Count the lines in the records below that contain the string "football". Reply with the number only.

***

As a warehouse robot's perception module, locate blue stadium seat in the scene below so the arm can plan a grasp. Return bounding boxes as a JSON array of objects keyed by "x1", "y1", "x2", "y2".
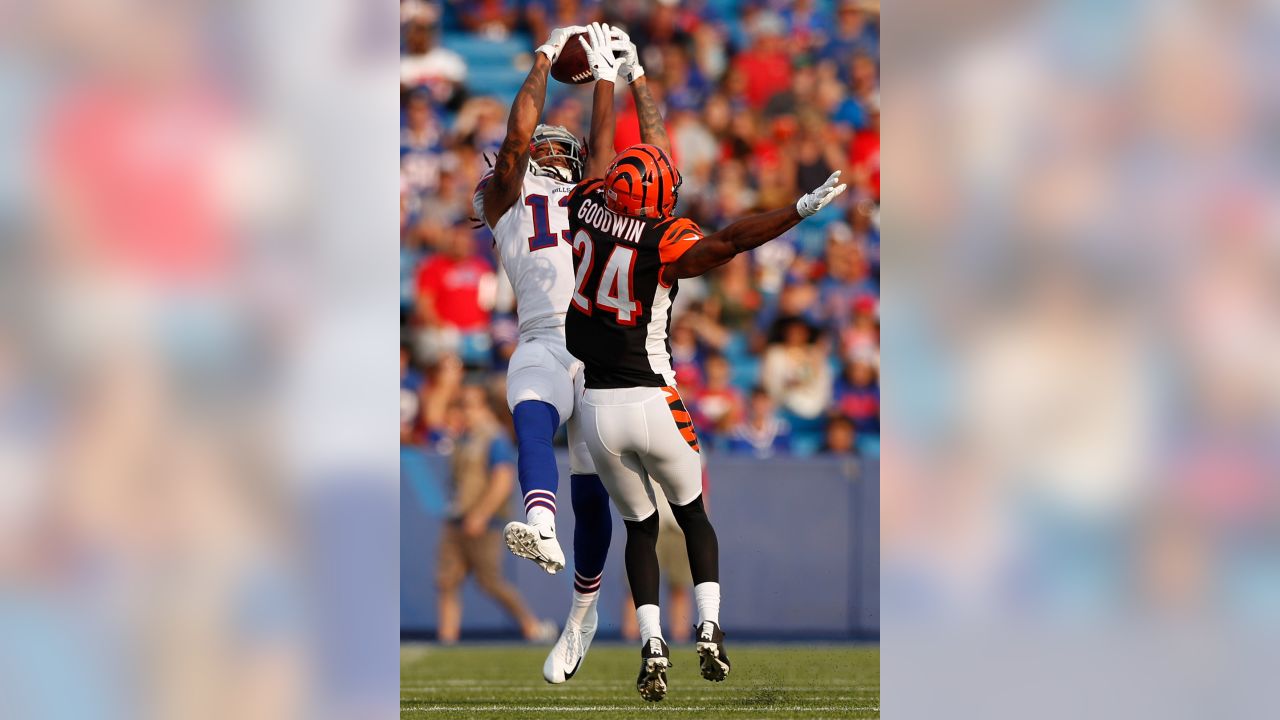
[{"x1": 731, "y1": 355, "x2": 760, "y2": 392}]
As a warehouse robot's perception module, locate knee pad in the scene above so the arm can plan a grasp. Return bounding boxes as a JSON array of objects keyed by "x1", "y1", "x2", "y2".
[
  {"x1": 622, "y1": 511, "x2": 658, "y2": 547},
  {"x1": 668, "y1": 493, "x2": 710, "y2": 534}
]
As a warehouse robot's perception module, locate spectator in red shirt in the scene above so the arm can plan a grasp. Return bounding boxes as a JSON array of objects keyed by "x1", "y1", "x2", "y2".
[
  {"x1": 416, "y1": 225, "x2": 497, "y2": 368},
  {"x1": 849, "y1": 97, "x2": 879, "y2": 202},
  {"x1": 692, "y1": 352, "x2": 746, "y2": 438},
  {"x1": 733, "y1": 13, "x2": 791, "y2": 110}
]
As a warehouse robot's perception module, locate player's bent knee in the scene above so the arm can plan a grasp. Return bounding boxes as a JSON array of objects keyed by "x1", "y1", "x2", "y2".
[{"x1": 668, "y1": 493, "x2": 708, "y2": 529}]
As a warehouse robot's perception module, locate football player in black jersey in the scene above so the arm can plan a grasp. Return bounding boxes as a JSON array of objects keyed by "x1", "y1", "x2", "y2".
[{"x1": 566, "y1": 32, "x2": 845, "y2": 701}]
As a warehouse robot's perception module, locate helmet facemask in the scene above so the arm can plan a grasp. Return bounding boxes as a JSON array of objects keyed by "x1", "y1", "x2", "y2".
[{"x1": 529, "y1": 126, "x2": 584, "y2": 182}]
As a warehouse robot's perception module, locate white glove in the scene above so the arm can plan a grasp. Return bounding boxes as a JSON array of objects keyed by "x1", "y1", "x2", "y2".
[
  {"x1": 796, "y1": 170, "x2": 849, "y2": 218},
  {"x1": 577, "y1": 23, "x2": 622, "y2": 83},
  {"x1": 609, "y1": 28, "x2": 644, "y2": 82},
  {"x1": 535, "y1": 26, "x2": 586, "y2": 63}
]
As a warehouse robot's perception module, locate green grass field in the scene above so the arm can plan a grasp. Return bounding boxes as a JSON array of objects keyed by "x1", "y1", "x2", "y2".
[{"x1": 401, "y1": 642, "x2": 879, "y2": 720}]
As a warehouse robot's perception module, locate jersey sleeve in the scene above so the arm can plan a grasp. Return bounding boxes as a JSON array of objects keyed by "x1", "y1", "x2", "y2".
[
  {"x1": 564, "y1": 178, "x2": 604, "y2": 213},
  {"x1": 471, "y1": 170, "x2": 493, "y2": 227},
  {"x1": 658, "y1": 218, "x2": 703, "y2": 265}
]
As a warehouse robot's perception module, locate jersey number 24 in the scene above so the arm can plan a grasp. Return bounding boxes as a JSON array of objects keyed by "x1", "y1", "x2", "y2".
[{"x1": 573, "y1": 231, "x2": 640, "y2": 325}]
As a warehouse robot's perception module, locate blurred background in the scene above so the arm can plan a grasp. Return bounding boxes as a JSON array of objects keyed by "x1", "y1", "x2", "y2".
[
  {"x1": 881, "y1": 0, "x2": 1280, "y2": 719},
  {"x1": 0, "y1": 0, "x2": 399, "y2": 720},
  {"x1": 401, "y1": 0, "x2": 881, "y2": 638}
]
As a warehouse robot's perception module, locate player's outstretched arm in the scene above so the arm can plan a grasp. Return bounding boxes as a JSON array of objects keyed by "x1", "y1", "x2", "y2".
[
  {"x1": 484, "y1": 26, "x2": 586, "y2": 227},
  {"x1": 662, "y1": 170, "x2": 847, "y2": 283},
  {"x1": 579, "y1": 23, "x2": 622, "y2": 178},
  {"x1": 613, "y1": 28, "x2": 671, "y2": 155}
]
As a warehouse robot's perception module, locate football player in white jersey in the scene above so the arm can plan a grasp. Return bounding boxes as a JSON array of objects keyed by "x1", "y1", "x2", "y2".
[{"x1": 474, "y1": 23, "x2": 621, "y2": 683}]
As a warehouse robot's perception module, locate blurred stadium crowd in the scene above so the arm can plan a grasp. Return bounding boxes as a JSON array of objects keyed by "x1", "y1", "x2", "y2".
[{"x1": 401, "y1": 0, "x2": 879, "y2": 457}]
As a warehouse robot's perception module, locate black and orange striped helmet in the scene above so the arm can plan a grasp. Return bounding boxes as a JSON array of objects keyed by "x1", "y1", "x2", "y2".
[{"x1": 604, "y1": 143, "x2": 681, "y2": 218}]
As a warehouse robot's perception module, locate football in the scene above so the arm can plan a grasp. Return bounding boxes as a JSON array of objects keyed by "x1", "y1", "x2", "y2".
[{"x1": 552, "y1": 32, "x2": 591, "y2": 85}]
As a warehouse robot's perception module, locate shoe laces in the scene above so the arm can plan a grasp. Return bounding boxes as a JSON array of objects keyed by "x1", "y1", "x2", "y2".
[{"x1": 564, "y1": 628, "x2": 582, "y2": 662}]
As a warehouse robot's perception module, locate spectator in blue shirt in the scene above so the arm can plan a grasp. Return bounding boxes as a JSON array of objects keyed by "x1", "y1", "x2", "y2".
[
  {"x1": 436, "y1": 386, "x2": 557, "y2": 644},
  {"x1": 727, "y1": 387, "x2": 791, "y2": 457}
]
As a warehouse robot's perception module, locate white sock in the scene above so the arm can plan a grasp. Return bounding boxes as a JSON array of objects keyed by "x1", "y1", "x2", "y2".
[
  {"x1": 525, "y1": 505, "x2": 556, "y2": 528},
  {"x1": 568, "y1": 591, "x2": 600, "y2": 625},
  {"x1": 636, "y1": 605, "x2": 666, "y2": 641},
  {"x1": 694, "y1": 583, "x2": 719, "y2": 625}
]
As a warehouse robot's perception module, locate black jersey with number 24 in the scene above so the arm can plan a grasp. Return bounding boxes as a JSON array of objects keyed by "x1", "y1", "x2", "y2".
[{"x1": 564, "y1": 178, "x2": 703, "y2": 388}]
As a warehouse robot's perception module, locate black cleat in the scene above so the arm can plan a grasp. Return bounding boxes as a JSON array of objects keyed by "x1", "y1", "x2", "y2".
[
  {"x1": 636, "y1": 638, "x2": 671, "y2": 702},
  {"x1": 694, "y1": 620, "x2": 728, "y2": 683}
]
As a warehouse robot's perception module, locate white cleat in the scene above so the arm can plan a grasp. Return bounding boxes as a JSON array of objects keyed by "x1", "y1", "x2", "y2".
[
  {"x1": 543, "y1": 605, "x2": 596, "y2": 685},
  {"x1": 502, "y1": 523, "x2": 564, "y2": 575}
]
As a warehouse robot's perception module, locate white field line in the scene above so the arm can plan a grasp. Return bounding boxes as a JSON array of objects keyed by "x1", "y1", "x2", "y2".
[
  {"x1": 401, "y1": 705, "x2": 879, "y2": 714},
  {"x1": 401, "y1": 680, "x2": 879, "y2": 693}
]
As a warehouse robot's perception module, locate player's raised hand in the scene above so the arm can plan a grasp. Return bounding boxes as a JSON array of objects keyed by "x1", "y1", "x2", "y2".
[
  {"x1": 536, "y1": 26, "x2": 586, "y2": 63},
  {"x1": 609, "y1": 28, "x2": 644, "y2": 82},
  {"x1": 577, "y1": 23, "x2": 622, "y2": 83},
  {"x1": 796, "y1": 170, "x2": 849, "y2": 218}
]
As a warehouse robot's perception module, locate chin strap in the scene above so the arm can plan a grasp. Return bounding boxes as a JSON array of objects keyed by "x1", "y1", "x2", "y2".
[{"x1": 529, "y1": 160, "x2": 573, "y2": 182}]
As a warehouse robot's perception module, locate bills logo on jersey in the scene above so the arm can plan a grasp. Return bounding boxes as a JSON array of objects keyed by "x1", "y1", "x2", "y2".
[{"x1": 577, "y1": 200, "x2": 645, "y2": 243}]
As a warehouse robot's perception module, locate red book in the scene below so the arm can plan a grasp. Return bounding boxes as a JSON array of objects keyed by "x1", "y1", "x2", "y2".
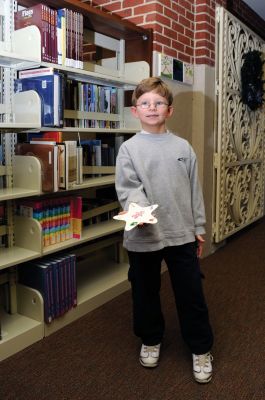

***

§ **Complete output**
3